■ **DOCUMENT TEXT**:

■ ■ ■ ■ ■

Anyhoo, we were warned he was a little on the grumpy side, but he just took right to my husband so we figured it wouldn't be a big deal. The first few days at home he was great, and then he and Gin started quilling and Rum just never seemed to stop lol His grumpiness from quilling hasn't gone away. We did everything to make his quilling go smoother: oatmeal bath, flax seed oil in his food, humidifier etc. but he just hasn't warmed back up to us.

The only time he's friendly as can be is when water is involved. He loves walking around water and chirps happily--it's also the only way we can get his nails trimmed, which sometimes end up being a daily job as he won't let me do all paws or nails at the same time. 

He sleeps with used t-shirts and comes out daily for cuddle time...he doesn't need to give us kisses or even want to hang out with us, we'll just be happy for him to be less pissed off about it lol


----------



## firephoenixla (Sep 13, 2010)

ugh, I completely understand.. Paprika is such a princess, I've had her since September and I got her when she was only 6 weeks old, so I thought by now she'd be this friendly lovable animal.. and in some ways she is, mostly with other people.. I think she does it to spite me, but whenever I am at the vet or a friend comes to visit and I let them handle her she's always pretty social.. she walks around on them and tries to burrow into their elbows.. but mostly when I'm holding her she's peaking out from under her forehead quills at me.. when I wake her up she hisses and goes into a ball immediately.. after about a minute to two she unballs but stays fully quilled and hisses when my hand gets close.. but I always pick her up (I never back down from her) and she stays fully quilled in my hand until I put her in the sink for a foot bath or let her scramble into her hedgiebag laying on my bed.. She has NEVER bitten me, thank goodness, but she does lunge while hissing sometimes.. 
I had this brilliant idea I would condition her so that when she hisses and lunges at me she would get a small bop on the nose, like you would do with a growling dog, unfortunately the more I bopped her on the nose for hissing the more pissed off she would get until it had escalated into full scale popping and balling up in anger.. so I called her a princess and put her in her hedgiebag and set her on the other end of my bed to calm down, and when my boyfriend came into the room he was like, why is Paprika over there? and I was like, because we're fighting right now and we need some space... and he laughed, but I was being serious... 
another time she got on my nerves was when I made myself some plain cooked chicken for dinner and put the leftovers in the fridge, then later that night offered her a piece of cooled chicken and she absolutely refused to eat it and I KNOW it's because it wasn't fresh/warm out of the oven like it normally is when I give it to her.. that's the only treat I've offered her that she will eat, everything else she turns her nose up.. she also has no interest in any of the toys I have bought for her... she truely is a princess..

■ ■ ■ ■ ■

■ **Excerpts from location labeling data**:
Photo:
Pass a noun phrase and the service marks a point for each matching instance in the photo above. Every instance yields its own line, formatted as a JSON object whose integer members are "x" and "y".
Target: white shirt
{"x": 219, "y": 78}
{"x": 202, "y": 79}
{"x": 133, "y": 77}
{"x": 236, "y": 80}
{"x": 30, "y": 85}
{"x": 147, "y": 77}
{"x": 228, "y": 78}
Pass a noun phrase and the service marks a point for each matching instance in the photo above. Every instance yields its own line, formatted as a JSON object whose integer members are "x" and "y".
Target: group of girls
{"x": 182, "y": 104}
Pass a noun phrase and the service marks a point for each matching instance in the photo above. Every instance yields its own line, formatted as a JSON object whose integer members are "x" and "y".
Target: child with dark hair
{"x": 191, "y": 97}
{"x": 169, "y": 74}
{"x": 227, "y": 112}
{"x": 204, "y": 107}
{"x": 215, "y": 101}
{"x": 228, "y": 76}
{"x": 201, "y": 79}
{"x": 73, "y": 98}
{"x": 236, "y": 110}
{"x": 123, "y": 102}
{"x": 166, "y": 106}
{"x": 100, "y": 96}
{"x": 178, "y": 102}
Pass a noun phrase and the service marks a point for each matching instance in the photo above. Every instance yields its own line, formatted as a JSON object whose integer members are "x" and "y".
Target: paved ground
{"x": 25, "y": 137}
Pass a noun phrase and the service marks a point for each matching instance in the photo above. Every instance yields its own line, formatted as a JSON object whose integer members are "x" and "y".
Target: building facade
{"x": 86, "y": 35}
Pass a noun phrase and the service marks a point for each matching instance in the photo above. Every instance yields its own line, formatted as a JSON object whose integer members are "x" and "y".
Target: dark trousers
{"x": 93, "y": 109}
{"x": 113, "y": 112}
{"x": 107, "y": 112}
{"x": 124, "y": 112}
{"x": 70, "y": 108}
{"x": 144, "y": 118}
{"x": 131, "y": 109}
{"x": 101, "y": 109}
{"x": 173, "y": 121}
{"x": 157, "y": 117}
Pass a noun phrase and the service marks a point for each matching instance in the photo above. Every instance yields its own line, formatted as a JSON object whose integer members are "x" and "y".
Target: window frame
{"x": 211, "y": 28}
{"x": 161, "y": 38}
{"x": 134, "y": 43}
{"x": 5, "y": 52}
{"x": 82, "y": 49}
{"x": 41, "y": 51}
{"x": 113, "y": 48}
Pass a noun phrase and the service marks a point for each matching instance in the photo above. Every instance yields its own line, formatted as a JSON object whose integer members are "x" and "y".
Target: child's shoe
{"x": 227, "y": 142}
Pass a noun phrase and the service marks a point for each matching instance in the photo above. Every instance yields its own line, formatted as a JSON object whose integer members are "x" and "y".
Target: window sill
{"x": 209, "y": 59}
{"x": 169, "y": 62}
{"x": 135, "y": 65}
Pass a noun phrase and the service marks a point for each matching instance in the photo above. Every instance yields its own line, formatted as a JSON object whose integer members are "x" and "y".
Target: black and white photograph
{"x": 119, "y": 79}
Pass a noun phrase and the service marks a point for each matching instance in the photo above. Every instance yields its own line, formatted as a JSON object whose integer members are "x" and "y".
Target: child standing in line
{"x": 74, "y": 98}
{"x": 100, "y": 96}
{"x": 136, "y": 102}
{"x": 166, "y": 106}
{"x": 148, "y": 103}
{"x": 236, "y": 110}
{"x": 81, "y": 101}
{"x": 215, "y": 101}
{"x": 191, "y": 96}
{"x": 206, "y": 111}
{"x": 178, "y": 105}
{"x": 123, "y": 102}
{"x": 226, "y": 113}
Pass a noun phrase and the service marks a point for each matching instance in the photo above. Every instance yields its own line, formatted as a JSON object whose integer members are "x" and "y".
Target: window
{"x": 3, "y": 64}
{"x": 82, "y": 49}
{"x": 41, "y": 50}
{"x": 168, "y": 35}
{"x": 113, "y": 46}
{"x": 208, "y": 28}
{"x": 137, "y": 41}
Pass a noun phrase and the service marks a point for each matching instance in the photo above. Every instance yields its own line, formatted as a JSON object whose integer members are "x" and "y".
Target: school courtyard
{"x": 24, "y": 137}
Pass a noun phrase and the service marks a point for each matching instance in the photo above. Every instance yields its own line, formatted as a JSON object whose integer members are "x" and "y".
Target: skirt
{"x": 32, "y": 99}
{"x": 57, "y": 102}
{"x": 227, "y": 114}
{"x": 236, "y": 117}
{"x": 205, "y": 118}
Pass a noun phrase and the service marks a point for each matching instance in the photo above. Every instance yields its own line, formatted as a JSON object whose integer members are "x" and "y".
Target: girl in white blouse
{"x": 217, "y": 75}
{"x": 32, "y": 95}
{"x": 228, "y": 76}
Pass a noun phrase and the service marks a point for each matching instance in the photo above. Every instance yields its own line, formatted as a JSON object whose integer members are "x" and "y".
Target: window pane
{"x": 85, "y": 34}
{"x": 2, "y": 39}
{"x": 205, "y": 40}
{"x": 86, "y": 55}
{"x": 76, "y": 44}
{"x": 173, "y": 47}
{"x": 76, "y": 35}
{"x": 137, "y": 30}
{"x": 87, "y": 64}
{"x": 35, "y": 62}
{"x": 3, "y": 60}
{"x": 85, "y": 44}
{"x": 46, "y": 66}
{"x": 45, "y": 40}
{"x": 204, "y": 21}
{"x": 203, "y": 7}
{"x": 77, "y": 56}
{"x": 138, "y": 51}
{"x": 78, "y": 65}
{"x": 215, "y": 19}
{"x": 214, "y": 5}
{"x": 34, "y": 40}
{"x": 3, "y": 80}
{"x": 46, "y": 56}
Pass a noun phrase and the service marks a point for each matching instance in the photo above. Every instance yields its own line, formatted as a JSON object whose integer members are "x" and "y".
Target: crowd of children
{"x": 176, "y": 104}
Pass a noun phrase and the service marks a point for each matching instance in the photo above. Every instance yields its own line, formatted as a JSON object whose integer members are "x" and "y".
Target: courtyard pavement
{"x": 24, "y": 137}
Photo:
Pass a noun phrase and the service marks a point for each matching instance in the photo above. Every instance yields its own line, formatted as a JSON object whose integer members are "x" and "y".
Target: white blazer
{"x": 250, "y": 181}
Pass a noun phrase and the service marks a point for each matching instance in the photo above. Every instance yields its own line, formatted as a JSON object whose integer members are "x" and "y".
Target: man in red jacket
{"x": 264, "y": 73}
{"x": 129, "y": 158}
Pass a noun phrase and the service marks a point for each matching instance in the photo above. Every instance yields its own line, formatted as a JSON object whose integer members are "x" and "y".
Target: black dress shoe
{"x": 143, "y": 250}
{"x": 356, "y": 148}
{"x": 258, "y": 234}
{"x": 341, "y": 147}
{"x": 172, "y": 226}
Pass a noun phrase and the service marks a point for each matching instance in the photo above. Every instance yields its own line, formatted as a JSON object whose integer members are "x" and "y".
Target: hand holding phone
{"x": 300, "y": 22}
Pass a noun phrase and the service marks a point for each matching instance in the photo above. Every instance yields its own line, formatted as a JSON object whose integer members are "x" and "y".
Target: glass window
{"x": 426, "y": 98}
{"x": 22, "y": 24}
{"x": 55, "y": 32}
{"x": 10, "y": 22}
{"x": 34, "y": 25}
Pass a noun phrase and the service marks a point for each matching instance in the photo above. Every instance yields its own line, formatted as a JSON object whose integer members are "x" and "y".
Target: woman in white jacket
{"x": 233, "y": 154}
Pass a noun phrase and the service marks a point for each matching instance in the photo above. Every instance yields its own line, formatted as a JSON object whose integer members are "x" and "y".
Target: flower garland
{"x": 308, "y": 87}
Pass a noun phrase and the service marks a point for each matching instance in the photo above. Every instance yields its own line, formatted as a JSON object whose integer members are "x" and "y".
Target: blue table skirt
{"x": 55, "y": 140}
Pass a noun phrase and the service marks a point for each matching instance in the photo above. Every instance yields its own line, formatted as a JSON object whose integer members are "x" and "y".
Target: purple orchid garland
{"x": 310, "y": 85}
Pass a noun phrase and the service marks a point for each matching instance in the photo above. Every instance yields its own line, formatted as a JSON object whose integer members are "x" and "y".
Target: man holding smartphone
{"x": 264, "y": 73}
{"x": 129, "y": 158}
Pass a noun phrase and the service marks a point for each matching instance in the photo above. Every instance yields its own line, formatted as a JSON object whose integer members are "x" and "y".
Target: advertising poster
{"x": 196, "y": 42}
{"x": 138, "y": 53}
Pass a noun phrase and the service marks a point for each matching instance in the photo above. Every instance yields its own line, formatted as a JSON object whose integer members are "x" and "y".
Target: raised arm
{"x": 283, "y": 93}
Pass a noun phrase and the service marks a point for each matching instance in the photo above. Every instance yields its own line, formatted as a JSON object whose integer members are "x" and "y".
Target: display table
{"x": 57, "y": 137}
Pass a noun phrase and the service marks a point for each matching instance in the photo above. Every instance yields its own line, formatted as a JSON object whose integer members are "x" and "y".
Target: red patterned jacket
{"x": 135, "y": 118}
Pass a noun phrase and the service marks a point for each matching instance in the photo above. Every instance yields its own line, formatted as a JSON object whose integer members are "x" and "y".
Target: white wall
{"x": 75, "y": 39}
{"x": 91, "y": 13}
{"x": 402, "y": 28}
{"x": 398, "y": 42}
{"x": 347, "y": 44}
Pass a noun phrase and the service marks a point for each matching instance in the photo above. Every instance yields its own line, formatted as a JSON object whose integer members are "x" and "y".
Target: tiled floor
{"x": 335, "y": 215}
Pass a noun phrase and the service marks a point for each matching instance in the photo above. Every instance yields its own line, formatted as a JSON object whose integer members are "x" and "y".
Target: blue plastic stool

■ ■ ■ ■ ■

■ **WORK TO COMPLETE**:
1. Please copy the passage of the hedgehog forum thread above from "Anyhoo, we were" to "the same time.", word for word.
2. Resume the hedgehog forum thread after its last sentence and keep writing.

■ **OUTPUTS IN ORDER**:
1.
Anyhoo, we were warned he was a little on the grumpy side, but he just took right to my husband so we figured it wouldn't be a big deal. The first few days at home he was great, and then he and Gin started quilling and Rum just never seemed to stop lol His grumpiness from quilling hasn't gone away. We did everything to make his quilling go smoother: oatmeal bath, flax seed oil in his food, humidifier etc. but he just hasn't warmed back up to us.

The only time he's friendly as can be is when water is involved. He loves walking around water and chirps happily--it's also the only way we can get his nails trimmed, which sometimes end up being a daily job as he won't let me do all paws or nails at the same time.

2.
haha, I do love her though, it's just that after spending time with other people's dogs and cats I get a pang of jealously deep down in my heart that I have an animal that really shows no affection or pleasure in being in my company at all and yet I still have to feed it and take care of it and pay big vet bills while living on a student budget... we do have our moments though, when she's sleeping on my lap in her hedgiebag in a cute position, or on her 'good nights' when she lets me pet her face and ears without hissing, those are good times.. my next pet will be more affectionate though or so help me I'll be plunged into depression over it! ;P


----------



## MomLady (Aug 14, 2010)

Can I join the club?

Nara is sometimes sweet but mostly HUFF, HUFF, HUFF. 

She HATES if you go anywhere near her face, nose and ears, but lets me pet her back. 

Sometimes when I go in to clean her wheel and tidy her cage I always talk to her, she will huff at me for just talking to her while she's trying to sleep. At least I know she's still alive!

But I treasure the moments when she does fall asleep on me and she looks so cute and peaceful and makes little purring sounds.

I wouldn't change a thing about her, either.


----------



## MissC (Nov 15, 2010)

suwanee said:


> I thought my cats were weird/picky/standoffish/prickly/moody/messy/smelly/territorial/nocturnal.....I now know how good I have it.


You're certainly well-versed in hedgie ownership! :lol:

The comments are awesome! The best part - and I knew this would be so - everyone loves their grumpy hedgies and appreciates them, not in spite of their nasty little personalities but BECAUSE of their nasty little personalities.

See what THEY are missing by having affectionate, loving and never balled up perfect hedgies?


----------



## suwanee (Nov 15, 2010)

MissC said:


> suwanee said:
> 
> 
> > I thought my cats were weird/picky/standoffish/prickly/moody/messy/smelly/territorial/nocturnal.....I now know how good I have it.
> ...


 

yup. If it makes you feel any better, the feline nails aren't any easier to clip, either. And the animal is bigger, stronger, fast, and sharp... at least I hope Snarf has never left a three inch gash in your hand! 
Do hedgies ever bite or scratch enough to draw blood? Smaller is definitely better when it comes to the pointy end of the critter.


----------



## Nebular (Dec 28, 2010)

suwanee said:


> Do hedgies ever bite or scratch enough to draw blood? Smaller is definitely better when it comes to the pointy end of the critter.


They sure do! Norman loves to try and burrow in my shirt while he's sitting on me. Last night he clawed at it enough to cut into my flesh (but not through the shirt - apparently his nails got between everything). To add insult to injury, he then rolled on to his side and stuck his quills in there, then shuffled around and back and forth to try and get comfortable... all the time digging those quills in. That spot is still sore and red. Well, at least HE was happy. :lol:


----------



## precious5525 (Nov 18, 2010)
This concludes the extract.